» Exercise description:
Locate every line in the records below that contains the word "open", and copy each one.

» Given records:
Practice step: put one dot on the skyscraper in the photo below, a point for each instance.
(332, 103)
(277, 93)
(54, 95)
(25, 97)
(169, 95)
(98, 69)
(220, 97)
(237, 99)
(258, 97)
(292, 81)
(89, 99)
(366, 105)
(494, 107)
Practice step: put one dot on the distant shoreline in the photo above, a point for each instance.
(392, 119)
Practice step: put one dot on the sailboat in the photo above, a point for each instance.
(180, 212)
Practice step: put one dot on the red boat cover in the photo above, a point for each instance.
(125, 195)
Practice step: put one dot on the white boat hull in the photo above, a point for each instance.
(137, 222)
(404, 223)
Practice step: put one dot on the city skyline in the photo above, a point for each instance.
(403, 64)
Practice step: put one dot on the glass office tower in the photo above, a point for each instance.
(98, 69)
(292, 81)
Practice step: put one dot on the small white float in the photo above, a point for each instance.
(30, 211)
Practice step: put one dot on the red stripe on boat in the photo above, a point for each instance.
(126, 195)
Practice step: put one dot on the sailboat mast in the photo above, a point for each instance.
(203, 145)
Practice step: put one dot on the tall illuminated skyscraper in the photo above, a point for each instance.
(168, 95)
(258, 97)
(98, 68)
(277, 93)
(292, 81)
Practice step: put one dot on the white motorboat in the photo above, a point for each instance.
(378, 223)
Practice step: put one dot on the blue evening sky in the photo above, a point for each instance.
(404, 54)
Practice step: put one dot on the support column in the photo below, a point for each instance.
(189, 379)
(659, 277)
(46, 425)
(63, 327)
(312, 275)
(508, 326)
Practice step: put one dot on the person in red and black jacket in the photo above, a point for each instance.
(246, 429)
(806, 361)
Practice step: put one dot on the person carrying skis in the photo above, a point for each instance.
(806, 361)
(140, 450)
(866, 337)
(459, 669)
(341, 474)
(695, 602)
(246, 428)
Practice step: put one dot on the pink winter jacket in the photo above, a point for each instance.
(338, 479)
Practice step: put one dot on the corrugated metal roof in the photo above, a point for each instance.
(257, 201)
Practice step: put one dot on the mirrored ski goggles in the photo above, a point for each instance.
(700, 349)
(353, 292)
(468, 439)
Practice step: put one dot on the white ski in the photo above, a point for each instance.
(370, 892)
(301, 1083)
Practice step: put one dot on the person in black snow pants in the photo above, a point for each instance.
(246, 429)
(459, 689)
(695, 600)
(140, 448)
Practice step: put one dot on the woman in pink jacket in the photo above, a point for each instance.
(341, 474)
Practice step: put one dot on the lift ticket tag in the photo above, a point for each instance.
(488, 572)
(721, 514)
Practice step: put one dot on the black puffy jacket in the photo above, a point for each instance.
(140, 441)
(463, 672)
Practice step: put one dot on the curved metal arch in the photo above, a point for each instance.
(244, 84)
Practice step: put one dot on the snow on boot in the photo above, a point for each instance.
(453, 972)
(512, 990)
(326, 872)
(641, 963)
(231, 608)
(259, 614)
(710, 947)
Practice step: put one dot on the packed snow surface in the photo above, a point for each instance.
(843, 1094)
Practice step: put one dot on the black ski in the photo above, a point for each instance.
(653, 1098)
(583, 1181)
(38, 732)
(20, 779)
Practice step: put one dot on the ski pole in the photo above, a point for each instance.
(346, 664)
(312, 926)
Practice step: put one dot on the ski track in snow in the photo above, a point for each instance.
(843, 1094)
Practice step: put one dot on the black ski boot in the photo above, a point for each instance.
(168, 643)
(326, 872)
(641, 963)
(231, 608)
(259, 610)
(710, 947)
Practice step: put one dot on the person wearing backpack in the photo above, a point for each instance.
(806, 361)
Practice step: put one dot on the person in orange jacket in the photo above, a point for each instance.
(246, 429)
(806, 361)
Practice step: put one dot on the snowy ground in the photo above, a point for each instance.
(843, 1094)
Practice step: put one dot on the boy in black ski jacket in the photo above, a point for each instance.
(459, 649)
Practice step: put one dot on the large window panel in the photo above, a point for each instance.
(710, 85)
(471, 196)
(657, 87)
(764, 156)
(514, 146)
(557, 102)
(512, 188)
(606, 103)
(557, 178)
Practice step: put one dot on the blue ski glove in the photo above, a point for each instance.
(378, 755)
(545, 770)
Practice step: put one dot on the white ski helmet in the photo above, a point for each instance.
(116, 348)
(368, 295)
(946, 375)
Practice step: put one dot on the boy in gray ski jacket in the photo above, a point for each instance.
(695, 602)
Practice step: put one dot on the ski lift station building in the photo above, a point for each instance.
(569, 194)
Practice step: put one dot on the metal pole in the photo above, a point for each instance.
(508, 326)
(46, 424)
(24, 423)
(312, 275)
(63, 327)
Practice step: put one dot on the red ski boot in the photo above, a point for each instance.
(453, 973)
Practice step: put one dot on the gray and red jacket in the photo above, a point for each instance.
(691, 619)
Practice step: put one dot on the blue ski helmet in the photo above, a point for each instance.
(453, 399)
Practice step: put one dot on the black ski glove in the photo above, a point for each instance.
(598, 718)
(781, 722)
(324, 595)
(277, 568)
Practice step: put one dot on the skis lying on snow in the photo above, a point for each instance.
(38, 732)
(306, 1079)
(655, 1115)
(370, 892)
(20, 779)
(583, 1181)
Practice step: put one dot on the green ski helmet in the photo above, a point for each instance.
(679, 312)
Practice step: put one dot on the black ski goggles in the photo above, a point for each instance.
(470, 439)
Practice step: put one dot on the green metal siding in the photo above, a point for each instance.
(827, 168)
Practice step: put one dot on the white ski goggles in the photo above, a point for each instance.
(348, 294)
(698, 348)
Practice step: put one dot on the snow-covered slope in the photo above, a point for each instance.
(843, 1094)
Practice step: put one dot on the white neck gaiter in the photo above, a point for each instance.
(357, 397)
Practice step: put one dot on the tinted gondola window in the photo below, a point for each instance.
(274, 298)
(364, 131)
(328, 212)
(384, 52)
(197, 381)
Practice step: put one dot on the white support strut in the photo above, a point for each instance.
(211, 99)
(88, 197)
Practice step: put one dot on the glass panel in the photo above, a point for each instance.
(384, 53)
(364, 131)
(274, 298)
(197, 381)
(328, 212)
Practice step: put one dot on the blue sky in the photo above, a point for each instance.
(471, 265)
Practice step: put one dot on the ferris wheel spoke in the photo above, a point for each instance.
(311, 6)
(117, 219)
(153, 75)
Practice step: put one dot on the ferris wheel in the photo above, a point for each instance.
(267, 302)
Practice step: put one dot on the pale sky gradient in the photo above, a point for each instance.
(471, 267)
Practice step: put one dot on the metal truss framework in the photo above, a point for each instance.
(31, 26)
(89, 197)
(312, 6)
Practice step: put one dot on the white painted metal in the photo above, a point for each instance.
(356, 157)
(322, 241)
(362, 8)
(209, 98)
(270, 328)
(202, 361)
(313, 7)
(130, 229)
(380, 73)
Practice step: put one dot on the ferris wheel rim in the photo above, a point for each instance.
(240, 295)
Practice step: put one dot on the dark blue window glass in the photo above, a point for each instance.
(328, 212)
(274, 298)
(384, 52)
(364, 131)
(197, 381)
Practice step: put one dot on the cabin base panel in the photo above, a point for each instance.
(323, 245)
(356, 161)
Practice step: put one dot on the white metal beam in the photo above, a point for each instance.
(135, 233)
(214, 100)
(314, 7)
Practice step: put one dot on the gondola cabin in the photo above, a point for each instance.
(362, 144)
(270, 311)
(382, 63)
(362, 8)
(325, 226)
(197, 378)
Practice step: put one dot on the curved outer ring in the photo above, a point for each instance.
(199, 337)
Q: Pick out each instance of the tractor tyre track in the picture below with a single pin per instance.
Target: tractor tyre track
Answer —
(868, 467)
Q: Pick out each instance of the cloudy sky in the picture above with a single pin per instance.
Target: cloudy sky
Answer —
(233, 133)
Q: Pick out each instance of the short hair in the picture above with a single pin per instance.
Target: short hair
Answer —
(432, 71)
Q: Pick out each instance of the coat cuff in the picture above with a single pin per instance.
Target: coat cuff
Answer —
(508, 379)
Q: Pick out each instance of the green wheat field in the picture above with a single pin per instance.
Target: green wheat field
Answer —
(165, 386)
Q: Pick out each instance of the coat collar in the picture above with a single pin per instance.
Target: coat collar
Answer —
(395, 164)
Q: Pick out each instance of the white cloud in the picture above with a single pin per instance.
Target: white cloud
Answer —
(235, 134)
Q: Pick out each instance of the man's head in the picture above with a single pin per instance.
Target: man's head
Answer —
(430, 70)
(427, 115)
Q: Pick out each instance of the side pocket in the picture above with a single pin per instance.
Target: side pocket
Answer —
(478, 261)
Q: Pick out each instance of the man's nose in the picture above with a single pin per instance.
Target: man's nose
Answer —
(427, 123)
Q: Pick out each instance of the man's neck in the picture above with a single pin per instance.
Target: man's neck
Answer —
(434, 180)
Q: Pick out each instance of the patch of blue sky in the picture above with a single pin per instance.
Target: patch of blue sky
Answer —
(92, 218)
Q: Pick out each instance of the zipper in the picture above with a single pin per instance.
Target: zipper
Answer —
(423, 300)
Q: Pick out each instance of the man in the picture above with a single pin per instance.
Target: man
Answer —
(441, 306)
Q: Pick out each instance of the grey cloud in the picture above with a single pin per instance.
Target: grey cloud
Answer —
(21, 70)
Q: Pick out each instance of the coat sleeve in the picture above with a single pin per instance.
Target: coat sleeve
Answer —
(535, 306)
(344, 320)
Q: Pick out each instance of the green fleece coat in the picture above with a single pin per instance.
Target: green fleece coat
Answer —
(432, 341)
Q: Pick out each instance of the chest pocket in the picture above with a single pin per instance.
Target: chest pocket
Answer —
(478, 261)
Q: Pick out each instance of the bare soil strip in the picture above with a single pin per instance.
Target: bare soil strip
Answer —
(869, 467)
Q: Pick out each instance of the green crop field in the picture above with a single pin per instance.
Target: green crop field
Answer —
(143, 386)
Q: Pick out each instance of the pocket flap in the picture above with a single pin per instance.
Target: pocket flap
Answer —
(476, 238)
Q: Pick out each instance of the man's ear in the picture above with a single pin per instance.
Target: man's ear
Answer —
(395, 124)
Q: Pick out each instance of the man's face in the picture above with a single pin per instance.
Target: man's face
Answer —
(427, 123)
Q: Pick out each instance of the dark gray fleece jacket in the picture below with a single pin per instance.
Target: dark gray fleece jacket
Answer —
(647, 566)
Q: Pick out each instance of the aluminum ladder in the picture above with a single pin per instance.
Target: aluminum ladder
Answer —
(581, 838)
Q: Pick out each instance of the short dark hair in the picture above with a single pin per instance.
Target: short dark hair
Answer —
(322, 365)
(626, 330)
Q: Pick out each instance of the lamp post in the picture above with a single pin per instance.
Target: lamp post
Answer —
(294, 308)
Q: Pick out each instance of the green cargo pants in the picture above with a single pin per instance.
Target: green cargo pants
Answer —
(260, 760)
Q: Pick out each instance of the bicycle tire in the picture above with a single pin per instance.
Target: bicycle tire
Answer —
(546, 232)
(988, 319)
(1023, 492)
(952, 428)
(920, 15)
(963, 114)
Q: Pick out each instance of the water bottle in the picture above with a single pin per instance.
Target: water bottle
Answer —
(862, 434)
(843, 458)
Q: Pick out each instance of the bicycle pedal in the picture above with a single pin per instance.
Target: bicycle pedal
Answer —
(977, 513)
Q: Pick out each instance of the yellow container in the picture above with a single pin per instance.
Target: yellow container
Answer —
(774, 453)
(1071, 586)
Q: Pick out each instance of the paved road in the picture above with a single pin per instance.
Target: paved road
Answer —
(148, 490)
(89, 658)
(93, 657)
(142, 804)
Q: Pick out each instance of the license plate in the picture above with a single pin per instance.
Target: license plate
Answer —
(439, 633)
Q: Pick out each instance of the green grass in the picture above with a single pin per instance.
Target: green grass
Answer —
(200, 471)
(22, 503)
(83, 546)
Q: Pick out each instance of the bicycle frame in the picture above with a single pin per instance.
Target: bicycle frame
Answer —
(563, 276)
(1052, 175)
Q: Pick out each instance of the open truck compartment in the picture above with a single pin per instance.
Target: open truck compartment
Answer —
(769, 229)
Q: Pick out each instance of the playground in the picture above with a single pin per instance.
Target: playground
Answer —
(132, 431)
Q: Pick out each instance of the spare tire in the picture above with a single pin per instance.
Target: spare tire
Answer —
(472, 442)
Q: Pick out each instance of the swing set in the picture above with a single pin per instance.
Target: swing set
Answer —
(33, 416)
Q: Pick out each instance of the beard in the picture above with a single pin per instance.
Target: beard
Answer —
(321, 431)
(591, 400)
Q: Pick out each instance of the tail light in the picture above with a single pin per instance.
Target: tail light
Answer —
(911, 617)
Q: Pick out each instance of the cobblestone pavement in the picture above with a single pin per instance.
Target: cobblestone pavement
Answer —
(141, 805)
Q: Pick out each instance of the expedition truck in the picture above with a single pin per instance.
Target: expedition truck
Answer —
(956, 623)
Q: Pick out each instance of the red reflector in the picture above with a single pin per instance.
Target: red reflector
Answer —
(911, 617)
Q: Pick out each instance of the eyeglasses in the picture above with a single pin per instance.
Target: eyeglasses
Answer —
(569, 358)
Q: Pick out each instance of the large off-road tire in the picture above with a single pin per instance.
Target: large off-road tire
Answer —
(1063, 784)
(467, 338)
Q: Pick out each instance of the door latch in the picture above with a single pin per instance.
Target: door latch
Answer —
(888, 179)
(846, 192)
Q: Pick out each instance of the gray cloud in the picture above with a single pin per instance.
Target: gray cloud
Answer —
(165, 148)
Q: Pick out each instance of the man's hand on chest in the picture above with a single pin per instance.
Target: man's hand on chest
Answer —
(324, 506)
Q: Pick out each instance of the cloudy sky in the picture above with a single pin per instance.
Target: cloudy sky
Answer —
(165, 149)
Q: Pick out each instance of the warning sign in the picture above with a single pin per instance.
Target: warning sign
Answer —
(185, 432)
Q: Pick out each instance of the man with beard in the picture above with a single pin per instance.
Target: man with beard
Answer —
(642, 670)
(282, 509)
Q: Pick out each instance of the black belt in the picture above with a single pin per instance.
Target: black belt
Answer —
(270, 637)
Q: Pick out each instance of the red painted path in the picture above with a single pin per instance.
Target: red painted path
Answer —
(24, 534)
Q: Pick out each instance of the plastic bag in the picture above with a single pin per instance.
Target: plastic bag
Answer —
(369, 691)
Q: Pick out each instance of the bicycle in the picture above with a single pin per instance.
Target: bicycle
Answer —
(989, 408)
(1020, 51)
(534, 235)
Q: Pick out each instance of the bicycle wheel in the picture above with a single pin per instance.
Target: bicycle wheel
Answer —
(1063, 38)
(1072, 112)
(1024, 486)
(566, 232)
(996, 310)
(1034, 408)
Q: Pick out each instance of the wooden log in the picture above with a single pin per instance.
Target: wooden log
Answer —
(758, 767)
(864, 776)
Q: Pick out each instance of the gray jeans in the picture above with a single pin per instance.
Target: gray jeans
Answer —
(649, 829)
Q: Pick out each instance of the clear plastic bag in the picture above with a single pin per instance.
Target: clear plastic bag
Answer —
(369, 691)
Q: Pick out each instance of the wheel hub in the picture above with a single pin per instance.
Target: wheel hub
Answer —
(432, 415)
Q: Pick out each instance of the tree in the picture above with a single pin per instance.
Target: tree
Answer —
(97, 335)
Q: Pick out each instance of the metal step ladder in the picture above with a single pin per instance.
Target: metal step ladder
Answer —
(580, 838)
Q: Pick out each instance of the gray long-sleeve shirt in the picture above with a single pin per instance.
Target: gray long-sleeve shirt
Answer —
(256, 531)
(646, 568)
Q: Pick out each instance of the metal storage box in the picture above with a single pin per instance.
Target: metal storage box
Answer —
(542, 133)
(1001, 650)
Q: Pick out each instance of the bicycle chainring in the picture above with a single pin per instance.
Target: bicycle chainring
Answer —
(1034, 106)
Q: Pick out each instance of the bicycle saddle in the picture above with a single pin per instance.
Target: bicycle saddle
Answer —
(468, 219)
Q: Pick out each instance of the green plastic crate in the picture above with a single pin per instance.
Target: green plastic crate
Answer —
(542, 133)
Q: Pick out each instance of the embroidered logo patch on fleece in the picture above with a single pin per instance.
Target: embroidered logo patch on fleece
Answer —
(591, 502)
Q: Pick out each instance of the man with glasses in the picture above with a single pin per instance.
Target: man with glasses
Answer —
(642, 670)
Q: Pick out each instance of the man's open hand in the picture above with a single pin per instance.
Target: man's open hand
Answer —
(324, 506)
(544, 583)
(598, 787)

» Answer to this exercise:
Q: Pick out each instance of the open truck compartment in the picture above with a single pin per instance.
Target: open truck compartment
Q: Pick out each instance of the man's open hand in the picture above with a single pin per instance.
Target: man's open hand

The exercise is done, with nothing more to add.